## DIRECTIONS FOR THIS TASK
Update the rows from the line with "Provide one marker per instance of the blurred person" up to and including the line with "x=518, y=338", replacing "girl's" with "child's" and changing nothing else. Give only those lines.

## INFORMATION GIVEN
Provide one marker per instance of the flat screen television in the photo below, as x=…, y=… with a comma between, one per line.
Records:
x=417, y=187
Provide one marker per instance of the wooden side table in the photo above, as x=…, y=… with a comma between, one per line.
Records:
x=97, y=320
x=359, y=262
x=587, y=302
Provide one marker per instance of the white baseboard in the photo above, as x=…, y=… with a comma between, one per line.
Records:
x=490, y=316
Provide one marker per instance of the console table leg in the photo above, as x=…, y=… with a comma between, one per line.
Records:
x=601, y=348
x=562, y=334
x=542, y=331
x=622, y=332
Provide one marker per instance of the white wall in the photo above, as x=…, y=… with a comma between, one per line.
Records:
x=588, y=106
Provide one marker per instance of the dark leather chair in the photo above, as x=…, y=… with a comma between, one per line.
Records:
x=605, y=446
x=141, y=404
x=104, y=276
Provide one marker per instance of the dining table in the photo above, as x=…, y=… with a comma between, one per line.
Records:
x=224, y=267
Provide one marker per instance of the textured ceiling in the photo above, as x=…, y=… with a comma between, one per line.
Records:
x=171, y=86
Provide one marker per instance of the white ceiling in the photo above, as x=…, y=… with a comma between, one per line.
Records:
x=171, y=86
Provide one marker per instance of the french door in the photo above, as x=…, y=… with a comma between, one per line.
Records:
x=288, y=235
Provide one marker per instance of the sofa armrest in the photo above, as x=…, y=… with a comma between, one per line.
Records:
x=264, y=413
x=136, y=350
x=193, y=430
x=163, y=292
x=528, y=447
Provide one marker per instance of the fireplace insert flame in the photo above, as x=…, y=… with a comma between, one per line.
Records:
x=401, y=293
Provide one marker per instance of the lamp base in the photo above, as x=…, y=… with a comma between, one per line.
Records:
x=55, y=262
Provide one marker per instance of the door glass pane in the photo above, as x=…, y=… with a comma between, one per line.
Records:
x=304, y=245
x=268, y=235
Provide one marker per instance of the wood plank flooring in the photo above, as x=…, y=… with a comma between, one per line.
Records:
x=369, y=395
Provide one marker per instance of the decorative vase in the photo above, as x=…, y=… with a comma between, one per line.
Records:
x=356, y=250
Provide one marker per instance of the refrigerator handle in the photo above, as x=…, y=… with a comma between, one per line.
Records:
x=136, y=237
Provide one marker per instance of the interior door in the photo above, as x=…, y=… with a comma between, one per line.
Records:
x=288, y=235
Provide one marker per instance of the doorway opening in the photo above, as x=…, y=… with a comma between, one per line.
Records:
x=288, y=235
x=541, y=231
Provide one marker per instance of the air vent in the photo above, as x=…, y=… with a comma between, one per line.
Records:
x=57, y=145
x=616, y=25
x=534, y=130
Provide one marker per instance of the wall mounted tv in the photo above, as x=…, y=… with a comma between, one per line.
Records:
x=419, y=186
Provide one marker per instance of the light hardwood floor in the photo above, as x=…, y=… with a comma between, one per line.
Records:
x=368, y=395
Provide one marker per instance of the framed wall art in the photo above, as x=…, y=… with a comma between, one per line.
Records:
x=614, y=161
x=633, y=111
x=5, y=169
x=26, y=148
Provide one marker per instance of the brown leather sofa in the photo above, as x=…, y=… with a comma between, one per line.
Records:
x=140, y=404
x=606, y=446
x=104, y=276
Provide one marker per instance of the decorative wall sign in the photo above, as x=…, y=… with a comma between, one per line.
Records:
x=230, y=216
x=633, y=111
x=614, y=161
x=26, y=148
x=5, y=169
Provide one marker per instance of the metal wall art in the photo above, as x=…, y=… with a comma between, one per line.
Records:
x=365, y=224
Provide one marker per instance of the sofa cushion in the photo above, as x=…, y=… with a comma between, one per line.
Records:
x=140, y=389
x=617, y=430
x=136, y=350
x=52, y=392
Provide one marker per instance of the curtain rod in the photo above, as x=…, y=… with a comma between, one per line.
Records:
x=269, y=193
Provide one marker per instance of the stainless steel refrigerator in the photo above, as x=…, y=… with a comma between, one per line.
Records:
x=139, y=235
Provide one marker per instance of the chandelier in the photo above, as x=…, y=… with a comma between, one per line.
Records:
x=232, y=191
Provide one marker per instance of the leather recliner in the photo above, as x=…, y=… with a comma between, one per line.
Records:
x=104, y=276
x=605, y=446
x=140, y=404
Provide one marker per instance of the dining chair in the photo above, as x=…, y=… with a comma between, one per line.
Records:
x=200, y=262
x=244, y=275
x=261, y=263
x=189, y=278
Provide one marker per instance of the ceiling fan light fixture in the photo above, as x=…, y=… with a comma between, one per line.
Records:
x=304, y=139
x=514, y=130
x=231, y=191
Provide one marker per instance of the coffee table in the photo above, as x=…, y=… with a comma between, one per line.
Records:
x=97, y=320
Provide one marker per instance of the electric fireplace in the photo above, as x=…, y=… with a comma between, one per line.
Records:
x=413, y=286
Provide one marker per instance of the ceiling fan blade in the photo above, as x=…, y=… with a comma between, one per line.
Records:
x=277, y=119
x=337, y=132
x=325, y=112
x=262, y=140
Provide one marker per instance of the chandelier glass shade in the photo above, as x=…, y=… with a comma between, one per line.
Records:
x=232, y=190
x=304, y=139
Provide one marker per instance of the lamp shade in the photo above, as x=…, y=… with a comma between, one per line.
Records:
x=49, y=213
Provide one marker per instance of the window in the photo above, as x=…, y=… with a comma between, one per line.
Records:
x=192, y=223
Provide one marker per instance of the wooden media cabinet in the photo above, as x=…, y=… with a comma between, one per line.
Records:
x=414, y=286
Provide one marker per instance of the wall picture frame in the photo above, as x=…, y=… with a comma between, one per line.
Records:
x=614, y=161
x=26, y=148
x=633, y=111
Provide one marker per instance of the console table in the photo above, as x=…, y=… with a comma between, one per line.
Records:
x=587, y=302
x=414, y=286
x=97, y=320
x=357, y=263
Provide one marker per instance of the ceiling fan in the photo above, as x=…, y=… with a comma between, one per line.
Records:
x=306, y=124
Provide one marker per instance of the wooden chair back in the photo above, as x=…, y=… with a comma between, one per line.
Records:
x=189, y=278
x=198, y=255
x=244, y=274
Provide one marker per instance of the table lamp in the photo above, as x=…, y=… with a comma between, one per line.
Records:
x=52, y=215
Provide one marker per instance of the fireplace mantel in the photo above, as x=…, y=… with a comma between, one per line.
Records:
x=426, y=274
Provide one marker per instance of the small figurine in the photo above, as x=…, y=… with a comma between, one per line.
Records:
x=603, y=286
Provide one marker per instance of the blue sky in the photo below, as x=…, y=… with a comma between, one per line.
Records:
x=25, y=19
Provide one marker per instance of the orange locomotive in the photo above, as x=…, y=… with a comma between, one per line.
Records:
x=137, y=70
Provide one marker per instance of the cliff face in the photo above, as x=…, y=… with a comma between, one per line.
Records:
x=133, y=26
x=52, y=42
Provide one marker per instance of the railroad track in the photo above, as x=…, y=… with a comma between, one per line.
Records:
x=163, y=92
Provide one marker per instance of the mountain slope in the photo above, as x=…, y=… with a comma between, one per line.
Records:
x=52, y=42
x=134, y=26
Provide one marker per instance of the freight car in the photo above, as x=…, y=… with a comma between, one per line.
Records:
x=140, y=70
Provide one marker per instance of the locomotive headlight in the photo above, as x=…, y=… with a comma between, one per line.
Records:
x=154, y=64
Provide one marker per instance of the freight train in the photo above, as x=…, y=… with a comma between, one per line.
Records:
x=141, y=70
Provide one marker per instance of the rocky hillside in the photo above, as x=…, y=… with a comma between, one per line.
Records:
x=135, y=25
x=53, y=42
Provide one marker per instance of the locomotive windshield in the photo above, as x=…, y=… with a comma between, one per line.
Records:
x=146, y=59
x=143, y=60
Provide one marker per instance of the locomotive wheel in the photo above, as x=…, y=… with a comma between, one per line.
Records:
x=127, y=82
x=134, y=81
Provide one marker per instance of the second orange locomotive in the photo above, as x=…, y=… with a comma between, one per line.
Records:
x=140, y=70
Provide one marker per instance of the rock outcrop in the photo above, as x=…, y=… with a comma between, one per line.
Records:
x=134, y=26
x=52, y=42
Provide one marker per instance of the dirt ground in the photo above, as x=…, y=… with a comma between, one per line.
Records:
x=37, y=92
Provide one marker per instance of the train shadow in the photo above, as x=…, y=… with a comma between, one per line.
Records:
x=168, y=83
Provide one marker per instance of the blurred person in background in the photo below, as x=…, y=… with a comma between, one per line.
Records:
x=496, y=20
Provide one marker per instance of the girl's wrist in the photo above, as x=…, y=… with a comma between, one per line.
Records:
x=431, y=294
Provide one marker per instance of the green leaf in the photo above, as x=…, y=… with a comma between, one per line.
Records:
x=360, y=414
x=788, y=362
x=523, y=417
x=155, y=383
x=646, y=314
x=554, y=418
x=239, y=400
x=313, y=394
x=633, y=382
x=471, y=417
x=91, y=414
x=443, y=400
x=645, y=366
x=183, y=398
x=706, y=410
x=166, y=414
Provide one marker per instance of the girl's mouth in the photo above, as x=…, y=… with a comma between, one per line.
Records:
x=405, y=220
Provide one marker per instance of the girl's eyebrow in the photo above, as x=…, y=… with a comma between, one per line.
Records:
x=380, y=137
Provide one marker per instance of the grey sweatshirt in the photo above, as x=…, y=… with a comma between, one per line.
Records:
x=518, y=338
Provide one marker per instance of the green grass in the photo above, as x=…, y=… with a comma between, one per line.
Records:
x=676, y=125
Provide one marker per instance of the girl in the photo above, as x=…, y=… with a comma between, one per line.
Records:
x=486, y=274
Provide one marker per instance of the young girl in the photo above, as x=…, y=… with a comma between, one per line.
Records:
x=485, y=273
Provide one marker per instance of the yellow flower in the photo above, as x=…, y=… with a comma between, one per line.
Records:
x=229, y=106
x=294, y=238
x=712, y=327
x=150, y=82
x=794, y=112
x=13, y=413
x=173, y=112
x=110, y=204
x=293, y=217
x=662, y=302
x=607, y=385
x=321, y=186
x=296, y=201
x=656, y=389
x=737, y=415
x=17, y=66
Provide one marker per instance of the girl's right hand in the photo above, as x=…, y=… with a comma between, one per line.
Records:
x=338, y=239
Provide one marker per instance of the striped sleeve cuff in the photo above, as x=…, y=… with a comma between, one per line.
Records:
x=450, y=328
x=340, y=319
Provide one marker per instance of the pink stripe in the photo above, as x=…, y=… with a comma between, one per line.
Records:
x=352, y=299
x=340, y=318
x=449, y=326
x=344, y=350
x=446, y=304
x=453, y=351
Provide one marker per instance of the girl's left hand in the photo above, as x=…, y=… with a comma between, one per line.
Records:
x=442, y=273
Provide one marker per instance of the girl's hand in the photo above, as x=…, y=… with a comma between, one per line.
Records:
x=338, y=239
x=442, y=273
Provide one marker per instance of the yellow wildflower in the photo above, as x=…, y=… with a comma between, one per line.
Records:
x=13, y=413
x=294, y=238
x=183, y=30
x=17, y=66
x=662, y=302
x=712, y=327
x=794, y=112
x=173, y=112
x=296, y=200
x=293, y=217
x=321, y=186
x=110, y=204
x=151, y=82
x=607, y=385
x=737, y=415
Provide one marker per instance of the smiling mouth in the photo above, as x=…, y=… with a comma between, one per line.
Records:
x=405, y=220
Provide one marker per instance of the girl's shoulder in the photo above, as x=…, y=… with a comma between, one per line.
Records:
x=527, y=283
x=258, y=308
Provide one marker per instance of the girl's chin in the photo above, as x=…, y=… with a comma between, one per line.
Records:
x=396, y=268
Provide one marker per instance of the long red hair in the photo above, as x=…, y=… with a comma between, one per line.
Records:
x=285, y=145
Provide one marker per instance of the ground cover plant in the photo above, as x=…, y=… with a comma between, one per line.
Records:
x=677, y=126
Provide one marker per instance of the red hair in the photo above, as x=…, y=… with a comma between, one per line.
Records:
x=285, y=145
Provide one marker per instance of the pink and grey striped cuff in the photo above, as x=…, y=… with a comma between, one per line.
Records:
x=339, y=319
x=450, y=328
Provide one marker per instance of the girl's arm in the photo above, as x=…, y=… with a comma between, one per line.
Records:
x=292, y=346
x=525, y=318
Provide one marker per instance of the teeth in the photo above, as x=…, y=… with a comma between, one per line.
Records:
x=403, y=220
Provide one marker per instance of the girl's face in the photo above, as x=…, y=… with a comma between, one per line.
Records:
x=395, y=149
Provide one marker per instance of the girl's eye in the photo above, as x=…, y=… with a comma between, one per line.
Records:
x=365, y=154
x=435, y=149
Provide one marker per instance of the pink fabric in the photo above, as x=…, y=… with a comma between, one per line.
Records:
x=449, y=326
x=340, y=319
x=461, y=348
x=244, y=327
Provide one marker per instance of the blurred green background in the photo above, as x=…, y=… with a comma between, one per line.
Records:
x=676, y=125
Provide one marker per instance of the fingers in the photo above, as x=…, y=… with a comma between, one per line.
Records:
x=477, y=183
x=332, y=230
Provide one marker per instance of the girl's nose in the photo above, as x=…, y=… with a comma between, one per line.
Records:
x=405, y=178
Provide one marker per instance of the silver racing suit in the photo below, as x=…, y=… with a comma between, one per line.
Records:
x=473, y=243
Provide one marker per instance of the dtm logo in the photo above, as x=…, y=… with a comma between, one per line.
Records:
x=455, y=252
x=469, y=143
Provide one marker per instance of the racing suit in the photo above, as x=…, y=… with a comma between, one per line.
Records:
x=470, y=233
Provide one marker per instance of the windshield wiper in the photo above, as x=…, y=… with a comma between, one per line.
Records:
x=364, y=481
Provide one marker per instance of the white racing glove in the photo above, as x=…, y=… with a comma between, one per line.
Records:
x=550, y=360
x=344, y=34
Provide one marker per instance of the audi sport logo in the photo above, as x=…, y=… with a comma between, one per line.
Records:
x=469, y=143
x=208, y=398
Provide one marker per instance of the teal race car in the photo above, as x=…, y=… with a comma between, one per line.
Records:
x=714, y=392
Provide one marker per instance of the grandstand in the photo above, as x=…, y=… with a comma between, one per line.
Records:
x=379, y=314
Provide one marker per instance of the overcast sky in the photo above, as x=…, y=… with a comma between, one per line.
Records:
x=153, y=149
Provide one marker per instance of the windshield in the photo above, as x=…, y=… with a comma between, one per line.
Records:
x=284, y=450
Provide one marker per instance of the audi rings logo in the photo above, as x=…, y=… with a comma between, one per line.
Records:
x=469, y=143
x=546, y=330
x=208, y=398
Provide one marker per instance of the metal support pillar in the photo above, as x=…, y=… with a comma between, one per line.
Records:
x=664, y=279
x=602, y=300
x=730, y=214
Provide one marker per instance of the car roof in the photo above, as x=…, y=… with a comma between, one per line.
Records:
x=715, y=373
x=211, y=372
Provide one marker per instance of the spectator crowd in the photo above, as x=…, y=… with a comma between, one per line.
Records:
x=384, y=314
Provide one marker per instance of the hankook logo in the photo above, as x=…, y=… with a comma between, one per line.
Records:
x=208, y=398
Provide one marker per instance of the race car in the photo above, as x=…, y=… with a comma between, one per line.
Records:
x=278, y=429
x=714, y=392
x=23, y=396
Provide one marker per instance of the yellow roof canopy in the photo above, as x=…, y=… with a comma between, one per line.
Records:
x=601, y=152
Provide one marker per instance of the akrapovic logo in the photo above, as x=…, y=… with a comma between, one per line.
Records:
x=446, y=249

## EXERCISE RESULT
Provide one marker per instance of the blurred person in background in the photo below, as x=…, y=… with a comma between, one per line.
Records:
x=496, y=20
Provide one marker per instance of the child's wrist in the photo above, as x=…, y=… with a comma between, one per line.
Records:
x=431, y=294
Provide one marker per instance of the green leaf in the photo above, as x=…, y=… with a comma between, one per line.
Records:
x=360, y=414
x=788, y=362
x=523, y=417
x=155, y=383
x=646, y=314
x=554, y=418
x=239, y=400
x=313, y=394
x=633, y=382
x=471, y=417
x=91, y=414
x=443, y=400
x=645, y=366
x=183, y=398
x=706, y=410
x=166, y=414
Provide one marker per instance of the child's mouth in the photo above, as x=…, y=… with a comma between, one per line.
Records:
x=405, y=220
Provide one marker per instance of the child's eyebrow in the photo above, as x=…, y=… with a comma between, one per line.
Records:
x=380, y=137
Provide one marker per instance of the grey sweatshirt in the photo above, as x=…, y=… with a comma between, one per line.
Records:
x=518, y=338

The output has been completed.